··· Excerpted text

In National Parks, dogs are not allowed on trails. They are only allowed in places that cars can drive which means Miko has to stay home.

We drive to the Panther Junction Visitor Center to get sort of an overview of the park and also to check out the gift shop. I really like park gift shops – I don't usually buy anything, but I like seeing all the site-specific things that they sell. T-shirts, post cards, books on birds or books on identifying animal scat. I just get a kick out of them.

To get to Grapevine Hills Trail, you have to drive down a gravel road for six miles. I think it would have been a lot more comfortable if we had been in a 4X4 type vehicle. I was really surprised that I had cell service out there. I mean, there was nothing out there but brush. I got a quick call to Tony which was so nice. I've been gone for two weeks now, which is the longest we have been apart ever. It was just so wonderful to hear his voice.

Grapevine Hills Trail was so much fun. You are walking along a sand trail between these huge piles of boulders and hills. The hills were created when molten lava expanded and just sort of pushed the ground up. Lots of cacti and strange forbidden looking plants along the way.

······

■ Exercise requirements ■
1. From the account of the Grapevine Hills Trail visit, set down word for word the passage that opens with "We drive to" and closes with "hear his voice.".
2. According to the account of the Grapevine Hills Trail visit, how far down a gravel road do you have to drive to reach the trail?
3. Write what comes next in the account of the Grapevine Hills Trail visit, picking up after its final sentence.

··· Given information

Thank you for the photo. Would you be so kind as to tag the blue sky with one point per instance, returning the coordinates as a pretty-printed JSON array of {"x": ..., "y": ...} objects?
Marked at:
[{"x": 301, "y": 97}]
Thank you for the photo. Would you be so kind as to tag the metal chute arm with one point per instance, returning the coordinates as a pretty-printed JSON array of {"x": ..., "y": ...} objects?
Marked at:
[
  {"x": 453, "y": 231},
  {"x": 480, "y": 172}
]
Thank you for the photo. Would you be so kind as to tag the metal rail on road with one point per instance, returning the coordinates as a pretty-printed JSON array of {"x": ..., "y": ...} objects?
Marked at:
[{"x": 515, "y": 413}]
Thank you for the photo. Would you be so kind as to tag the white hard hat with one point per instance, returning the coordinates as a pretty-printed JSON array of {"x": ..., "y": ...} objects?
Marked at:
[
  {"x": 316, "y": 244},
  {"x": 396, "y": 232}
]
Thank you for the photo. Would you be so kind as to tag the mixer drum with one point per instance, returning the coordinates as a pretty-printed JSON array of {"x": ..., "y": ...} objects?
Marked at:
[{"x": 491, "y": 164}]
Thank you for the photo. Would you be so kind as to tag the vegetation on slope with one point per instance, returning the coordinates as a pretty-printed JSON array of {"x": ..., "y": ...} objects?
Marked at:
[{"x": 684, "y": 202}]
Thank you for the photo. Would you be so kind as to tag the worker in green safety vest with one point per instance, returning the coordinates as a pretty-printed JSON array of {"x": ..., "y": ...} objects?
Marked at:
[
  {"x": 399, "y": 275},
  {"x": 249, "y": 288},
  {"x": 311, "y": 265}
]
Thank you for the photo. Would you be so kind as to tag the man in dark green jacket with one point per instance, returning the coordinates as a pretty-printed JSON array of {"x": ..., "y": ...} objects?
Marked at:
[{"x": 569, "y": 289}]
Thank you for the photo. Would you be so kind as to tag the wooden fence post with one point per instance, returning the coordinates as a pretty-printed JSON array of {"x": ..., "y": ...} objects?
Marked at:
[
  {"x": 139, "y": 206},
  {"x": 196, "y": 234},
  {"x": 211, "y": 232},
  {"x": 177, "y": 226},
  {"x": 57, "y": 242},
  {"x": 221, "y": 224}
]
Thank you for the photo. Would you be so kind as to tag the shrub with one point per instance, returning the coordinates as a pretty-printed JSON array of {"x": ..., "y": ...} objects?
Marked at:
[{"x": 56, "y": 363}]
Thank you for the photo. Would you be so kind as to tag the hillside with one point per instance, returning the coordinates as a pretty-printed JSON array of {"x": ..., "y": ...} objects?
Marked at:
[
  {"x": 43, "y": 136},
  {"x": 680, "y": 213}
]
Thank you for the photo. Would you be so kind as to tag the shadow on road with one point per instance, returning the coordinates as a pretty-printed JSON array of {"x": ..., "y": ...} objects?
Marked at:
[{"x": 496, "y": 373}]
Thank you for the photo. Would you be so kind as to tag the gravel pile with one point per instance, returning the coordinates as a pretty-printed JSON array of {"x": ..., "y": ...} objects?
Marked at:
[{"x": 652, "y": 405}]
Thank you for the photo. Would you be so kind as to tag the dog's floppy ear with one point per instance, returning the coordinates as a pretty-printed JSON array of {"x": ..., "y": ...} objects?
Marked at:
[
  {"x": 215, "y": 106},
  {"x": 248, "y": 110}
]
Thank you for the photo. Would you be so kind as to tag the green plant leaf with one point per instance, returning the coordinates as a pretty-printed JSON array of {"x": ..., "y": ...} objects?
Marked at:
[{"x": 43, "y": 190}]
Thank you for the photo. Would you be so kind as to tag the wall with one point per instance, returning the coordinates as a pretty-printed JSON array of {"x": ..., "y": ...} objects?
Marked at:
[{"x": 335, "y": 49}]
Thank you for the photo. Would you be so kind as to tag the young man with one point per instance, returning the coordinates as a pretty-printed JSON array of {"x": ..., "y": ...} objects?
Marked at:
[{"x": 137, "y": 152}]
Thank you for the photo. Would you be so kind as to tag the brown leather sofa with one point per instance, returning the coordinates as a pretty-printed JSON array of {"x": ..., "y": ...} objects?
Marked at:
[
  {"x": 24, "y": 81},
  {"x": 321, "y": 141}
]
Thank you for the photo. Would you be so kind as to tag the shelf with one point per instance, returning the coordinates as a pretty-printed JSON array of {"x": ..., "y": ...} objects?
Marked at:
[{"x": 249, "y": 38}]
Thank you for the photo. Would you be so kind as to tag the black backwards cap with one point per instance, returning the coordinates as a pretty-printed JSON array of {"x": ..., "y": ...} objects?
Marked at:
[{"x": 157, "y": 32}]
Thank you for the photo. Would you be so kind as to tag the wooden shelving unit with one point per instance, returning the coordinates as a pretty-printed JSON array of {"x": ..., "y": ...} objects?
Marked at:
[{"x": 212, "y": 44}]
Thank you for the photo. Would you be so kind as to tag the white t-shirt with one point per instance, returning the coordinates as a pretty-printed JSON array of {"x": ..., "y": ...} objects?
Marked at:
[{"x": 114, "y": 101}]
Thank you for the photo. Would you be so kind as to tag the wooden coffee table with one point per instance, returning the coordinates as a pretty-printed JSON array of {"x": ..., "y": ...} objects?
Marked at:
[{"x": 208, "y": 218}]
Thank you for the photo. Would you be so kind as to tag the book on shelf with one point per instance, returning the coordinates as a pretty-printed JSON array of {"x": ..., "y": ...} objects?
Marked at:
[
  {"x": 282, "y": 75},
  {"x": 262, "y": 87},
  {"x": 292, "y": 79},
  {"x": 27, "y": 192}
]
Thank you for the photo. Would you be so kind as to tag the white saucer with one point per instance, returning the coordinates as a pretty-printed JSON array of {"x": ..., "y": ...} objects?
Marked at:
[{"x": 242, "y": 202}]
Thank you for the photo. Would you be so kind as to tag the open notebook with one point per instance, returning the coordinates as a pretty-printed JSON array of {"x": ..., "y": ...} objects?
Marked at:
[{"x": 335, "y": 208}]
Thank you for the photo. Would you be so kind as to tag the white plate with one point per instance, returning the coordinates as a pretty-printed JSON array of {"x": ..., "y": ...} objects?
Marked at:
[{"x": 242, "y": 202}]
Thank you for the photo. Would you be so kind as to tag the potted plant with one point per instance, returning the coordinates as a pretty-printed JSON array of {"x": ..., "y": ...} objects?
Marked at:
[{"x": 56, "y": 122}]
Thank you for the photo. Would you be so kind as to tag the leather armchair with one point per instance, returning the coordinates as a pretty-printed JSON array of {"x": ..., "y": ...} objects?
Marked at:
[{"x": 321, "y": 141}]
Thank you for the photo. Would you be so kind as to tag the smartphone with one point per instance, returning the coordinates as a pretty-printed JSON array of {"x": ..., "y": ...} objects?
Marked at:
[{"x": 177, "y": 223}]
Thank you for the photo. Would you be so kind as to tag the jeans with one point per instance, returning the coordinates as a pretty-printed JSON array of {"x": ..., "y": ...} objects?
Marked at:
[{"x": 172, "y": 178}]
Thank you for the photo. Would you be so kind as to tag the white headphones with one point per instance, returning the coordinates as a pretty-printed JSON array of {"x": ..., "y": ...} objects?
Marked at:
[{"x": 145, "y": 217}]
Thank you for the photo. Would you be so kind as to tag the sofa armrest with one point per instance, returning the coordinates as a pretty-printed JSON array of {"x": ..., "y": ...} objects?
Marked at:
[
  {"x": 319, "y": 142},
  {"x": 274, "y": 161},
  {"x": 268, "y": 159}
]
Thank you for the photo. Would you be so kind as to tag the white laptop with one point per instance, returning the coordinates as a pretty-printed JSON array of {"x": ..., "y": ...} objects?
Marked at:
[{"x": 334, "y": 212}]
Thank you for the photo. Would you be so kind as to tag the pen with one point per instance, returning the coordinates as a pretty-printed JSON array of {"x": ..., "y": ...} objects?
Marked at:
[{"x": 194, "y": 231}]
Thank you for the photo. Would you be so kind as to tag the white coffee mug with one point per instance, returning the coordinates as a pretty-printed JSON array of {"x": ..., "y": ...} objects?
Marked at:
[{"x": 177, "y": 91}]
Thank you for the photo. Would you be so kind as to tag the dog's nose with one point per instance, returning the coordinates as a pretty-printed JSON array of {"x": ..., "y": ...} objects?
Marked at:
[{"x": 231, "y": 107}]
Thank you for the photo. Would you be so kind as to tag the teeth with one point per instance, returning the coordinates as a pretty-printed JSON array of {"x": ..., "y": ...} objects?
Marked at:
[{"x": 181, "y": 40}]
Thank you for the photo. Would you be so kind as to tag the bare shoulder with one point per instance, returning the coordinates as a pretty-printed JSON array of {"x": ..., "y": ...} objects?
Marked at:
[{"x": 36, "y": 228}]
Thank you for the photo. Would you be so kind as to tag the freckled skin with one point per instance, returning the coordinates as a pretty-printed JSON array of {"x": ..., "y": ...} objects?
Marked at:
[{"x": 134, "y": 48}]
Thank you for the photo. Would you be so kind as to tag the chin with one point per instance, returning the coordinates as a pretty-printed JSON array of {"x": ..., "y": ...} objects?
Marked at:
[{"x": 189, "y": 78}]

······

■ Answers given ■
1.
We drive to the Panther Junction Visitor Center to get sort of an overview of the park and also to check out the gift shop. I really like park gift shops – I don't usually buy anything, but I like seeing all the site-specific things that they sell. T-shirts, post cards, books on birds or books on identifying animal scat. I just get a kick out of them.

To get to Grapevine Hills Trail, you have to drive down a gravel road for six miles. I think it would have been a lot more comfortable if we had been in a 4X4 type vehicle. I was really surprised that I had cell service out there. I mean, there was nothing out there but brush. I got a quick call to Tony which was so nice. I've been gone for two weeks now, which is the longest we have been apart ever. It was just so wonderful to hear his voice.

2. Six miles.

3.
 
 
That is Lou – that tiny little piece of pink backpack up there in them darn hills:

 
 
Very Cool Rock:
 
Then we got to the “steep” part of the climb. They weren't kidding about that. It was scrambling over huge boulders. I was so impressed that the three of us made it to the top. It seemed like something that should be done when you are twenty years younger. I felt very righteous about being up on top. It was so worth it making it up there. The view back over the way we had come was like something out of a postcard. We got to the top and there was a huge balanced rock that we all stood under. We were on top of the world.
 
Notice my cool forest ranger hat:
 
 
And then we had to come down. Going down is much more scary than going up. I spent part of the time on my butt, trying to crab walk back down. Thinking to myself, where are the guard rails? If I go off the edge here, it is a long, long way down. Guard rails would really ruin the whole experience, but at certain times, I did miss them.
 
We made it all down safely and got back to the car. We had met a few people on the trail but most of the way we had it all to ourselves. It was a glorious day and a perfect hike.
Coming back home, we all scurried over to the little store where we could get internet access. It is shameful how much we rely on our electronics. That said, I certainly don't want to give up mine. I downloaded a star gazing app to help me identify the stars. The stars here are so brilliant.
 

Friday, January 23, 2015

Big Bend Here We Come


Going to be a long travel day today. Google Maps say 4 hours which mean 5 hours in real time.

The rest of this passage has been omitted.